| Task instructions |
Filter the material below down to every line containing the word "wall", and copy those lines out. Treat uppercase and lowercase as different when matching.

| Information given |
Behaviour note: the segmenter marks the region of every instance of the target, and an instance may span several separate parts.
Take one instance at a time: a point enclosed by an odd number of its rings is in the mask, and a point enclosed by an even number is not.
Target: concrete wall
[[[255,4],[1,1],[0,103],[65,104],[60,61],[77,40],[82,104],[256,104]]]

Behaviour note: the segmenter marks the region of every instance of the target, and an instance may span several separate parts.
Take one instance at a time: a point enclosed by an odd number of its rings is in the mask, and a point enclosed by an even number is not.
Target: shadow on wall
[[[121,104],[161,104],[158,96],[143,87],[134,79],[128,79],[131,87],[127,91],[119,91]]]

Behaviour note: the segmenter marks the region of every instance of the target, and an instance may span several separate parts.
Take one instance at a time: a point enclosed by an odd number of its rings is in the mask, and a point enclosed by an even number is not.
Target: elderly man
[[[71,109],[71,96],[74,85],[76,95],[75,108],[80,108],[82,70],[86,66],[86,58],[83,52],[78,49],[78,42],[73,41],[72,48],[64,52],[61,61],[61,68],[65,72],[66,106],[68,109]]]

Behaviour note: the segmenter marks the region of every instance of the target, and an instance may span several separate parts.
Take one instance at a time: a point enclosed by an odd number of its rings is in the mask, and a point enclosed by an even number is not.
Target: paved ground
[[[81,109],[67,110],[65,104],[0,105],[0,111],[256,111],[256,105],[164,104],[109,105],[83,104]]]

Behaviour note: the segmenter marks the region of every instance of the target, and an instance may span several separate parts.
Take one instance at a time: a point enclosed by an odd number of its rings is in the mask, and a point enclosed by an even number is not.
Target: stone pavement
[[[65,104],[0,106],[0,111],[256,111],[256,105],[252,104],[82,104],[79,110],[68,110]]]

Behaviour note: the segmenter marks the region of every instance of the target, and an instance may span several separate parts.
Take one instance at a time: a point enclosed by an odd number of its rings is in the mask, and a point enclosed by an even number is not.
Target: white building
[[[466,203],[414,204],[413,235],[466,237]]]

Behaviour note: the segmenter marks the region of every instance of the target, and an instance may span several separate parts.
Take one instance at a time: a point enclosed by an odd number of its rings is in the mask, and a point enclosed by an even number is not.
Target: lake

| Expected answer |
Target: concrete wall
Target: shadow on wall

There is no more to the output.